> _Selection_:
■ ■ ■ ■
My “hunch” above does fall flat however! For riiH kaa dard, I do believe in Devanagri it is written as “riih kaa dard”.


----------



## Qureshpor

There is a category of words which in Devanagri have two aspirates in close proximity whereas in Urdu, one of them has "dropped off":

e.g. jhuuTh >> jhuuT
      dhokhaa >> dhokaa
      bhuukh >> bhuuk
      bhiikh >> bhiik

One could add khambhaa >> khambaa
                    paudhaa >> paudaa
                    hoNTh >>    hoNT

Besides the above, the verbal nouns in Urdu are written with an "O" ending whereas in Devanagri they end in a "V".

jhukaa'o (Urdu) >> jhukaav (Devanagri)
banaa'o >> banaav
lagaa'o >> lagaav etc
.......................................

gaa'e (cow and he/she/it sings) >>> gaay (cow)
chaa'e (tea) >> chaay
naa'o (boat) >> naav
.........................................

gaa'oN (village) >> gaaNv
paa'oN (foot)   >> paaNv
chhaa'oN (shade) >> chhaNv

This particular category of words was spelt the same way as Devanagri in older books.
■ ■ ■ ■
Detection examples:
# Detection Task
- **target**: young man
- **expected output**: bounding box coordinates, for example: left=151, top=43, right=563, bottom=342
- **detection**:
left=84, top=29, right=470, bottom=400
■ ■ ■ ■
> _Objective_: From the thread, list every word given as having two aspirates close together in Devanagri, in its Devanagri form. Rely only on the thread for the task.

> _Exercise result_: jhuuTh, dhokhaa, bhuukh, bhiikh, khambhaa, paudhaa, hoNTh